▸ **BRANO CITATO**:
□ □ □ □
Gli abusi commessi nel corso del conflitto sono stati di recente documentati nell’ultimo rapporto della ONG Human Rights Watch, che ha condannato, ancora una volta, le violenze, gli stupri, le uccisioni e le detenzioni arbitrarie contro i rifugiati nel Nord dell’Etiopia, i crimini attuati dai combattenti del TPLF e le risposte dell’esercito federale e dei suoi alleati. Gran parte del lavoro dell’organizzazione si è concentrato sui campi di Shimelba e Hitsats, che sono stati distrutti durante i combattimenti. Secondo l’ONG, circa 7.643 degli oltre 20.000 rifugiati che vivevano nei due centri sono ancora dispersi. Prima dell’avvio del conflitto, lo scorso novembre, l’Etiopia ospitava circa 150.000 rifugiati eritrei.

“Il conflitto in corso nel nord dell’Etiopia è una tragedia che causa immense sofferenze umane e minaccia l’unità dello Stato etiope”, ha affermato Biden, ribadendo che gli Stati Uniti “sono determinati a spingere per una risoluzione pacifica di questo conflitto” e a fornire “pieno sostegno a coloro che guidano gli sforzi di mediazione”. La guerra ha ucciso migliaia di persone e ha lasciato almeno 5 milioni di abitanti bisognosi di assistenza umanitaria. I funzionari statunitensi, giovedì 16 settembre, hanno affermato che circa 900.000 persone vivono attualmente in condizioni di carestia nel solo Tigray, con convogli di aiuti regolarmente bloccati dalle truppe federali, che non consentono alcun ingresso nella regione.

Nella sua dichiarazione, Biden ha sottolineato di essere d’accordo con l’ONU e con l’Unione africana sul fatto che “non esiste una soluzione militare a questa crisi”. Le parti in conflitto sono state chiamate a prendere provvedimenti significativi per avviare colloqui al fine di concordare un cessate il fuoco negoziato e consentire un accesso umanitario senza ostacoli.
□ □ □ □
Voci di annotazione con coordinate

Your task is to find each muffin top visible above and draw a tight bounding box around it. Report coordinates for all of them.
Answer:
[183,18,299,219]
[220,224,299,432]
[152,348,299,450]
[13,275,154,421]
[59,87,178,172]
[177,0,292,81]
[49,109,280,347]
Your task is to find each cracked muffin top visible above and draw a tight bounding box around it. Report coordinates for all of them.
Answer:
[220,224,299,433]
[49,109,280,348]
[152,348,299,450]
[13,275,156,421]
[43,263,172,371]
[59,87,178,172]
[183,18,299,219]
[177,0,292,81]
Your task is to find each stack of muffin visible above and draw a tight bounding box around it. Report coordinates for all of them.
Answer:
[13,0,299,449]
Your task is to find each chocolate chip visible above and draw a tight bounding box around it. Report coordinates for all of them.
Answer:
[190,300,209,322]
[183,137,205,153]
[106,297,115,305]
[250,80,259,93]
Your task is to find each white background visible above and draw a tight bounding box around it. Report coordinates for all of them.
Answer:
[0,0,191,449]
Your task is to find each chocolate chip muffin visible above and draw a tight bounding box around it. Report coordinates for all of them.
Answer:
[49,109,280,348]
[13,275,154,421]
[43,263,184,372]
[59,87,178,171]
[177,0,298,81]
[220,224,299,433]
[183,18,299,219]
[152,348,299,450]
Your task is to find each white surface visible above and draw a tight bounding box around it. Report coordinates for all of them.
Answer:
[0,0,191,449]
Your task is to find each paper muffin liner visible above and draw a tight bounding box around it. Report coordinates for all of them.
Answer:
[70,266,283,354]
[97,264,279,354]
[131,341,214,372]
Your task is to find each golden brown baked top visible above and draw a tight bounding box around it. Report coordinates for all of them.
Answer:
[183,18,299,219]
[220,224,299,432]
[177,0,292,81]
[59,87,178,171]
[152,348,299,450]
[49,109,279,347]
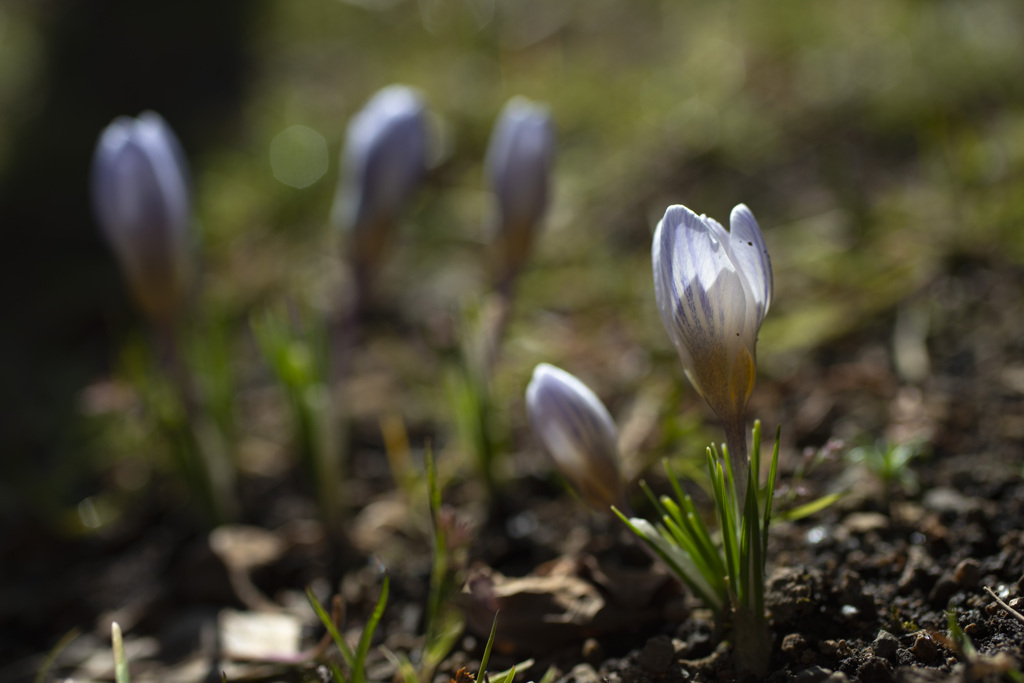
□ □ □ □
▸ **SFIDA**:
Ripeti per intero, parola per parola, il brano sul conflitto nel nord dell'Etiopia.

▸ **RISPOSTA FINALE**:
Gli abusi commessi nel corso del conflitto sono stati di recente documentati nell’ultimo rapporto della ONG Human Rights Watch, che ha condannato, ancora una volta, le violenze, gli stupri, le uccisioni e le detenzioni arbitrarie contro i rifugiati nel Nord dell’Etiopia, i crimini attuati dai combattenti del TPLF e le risposte dell’esercito federale e dei suoi alleati. Gran parte del lavoro dell’organizzazione si è concentrato sui campi di Shimelba e Hitsats, che sono stati distrutti durante i combattimenti. Secondo l’ONG, circa 7.643 degli oltre 20.000 rifugiati che vivevano nei due centri sono ancora dispersi. Prima dell’avvio del conflitto, lo scorso novembre, l’Etiopia ospitava circa 150.000 rifugiati eritrei.

“Il conflitto in corso nel nord dell’Etiopia è una tragedia che causa immense sofferenze umane e minaccia l’unità dello Stato etiope”, ha affermato Biden, ribadendo che gli Stati Uniti “sono determinati a spingere per una risoluzione pacifica di questo conflitto” e a fornire “pieno sostegno a coloro che guidano gli sforzi di mediazione”. La guerra ha ucciso migliaia di persone e ha lasciato almeno 5 milioni di abitanti bisognosi di assistenza umanitaria. I funzionari statunitensi, giovedì 16 settembre, hanno affermato che circa 900.000 persone vivono attualmente in condizioni di carestia nel solo Tigray, con convogli di aiuti regolarmente bloccati dalle truppe federali, che non consentono alcun ingresso nella regione.

Nella sua dichiarazione, Biden ha sottolineato di essere d’accordo con l’ONU e con l’Unione africana sul fatto che “non esiste una soluzione militare a questa crisi”. Le parti in conflitto sono state chiamate a prendere provvedimenti significativi per avviare colloqui al fine di concordare un cessate il fuoco negoziato e consentire un accesso umanitario senza ostacoli.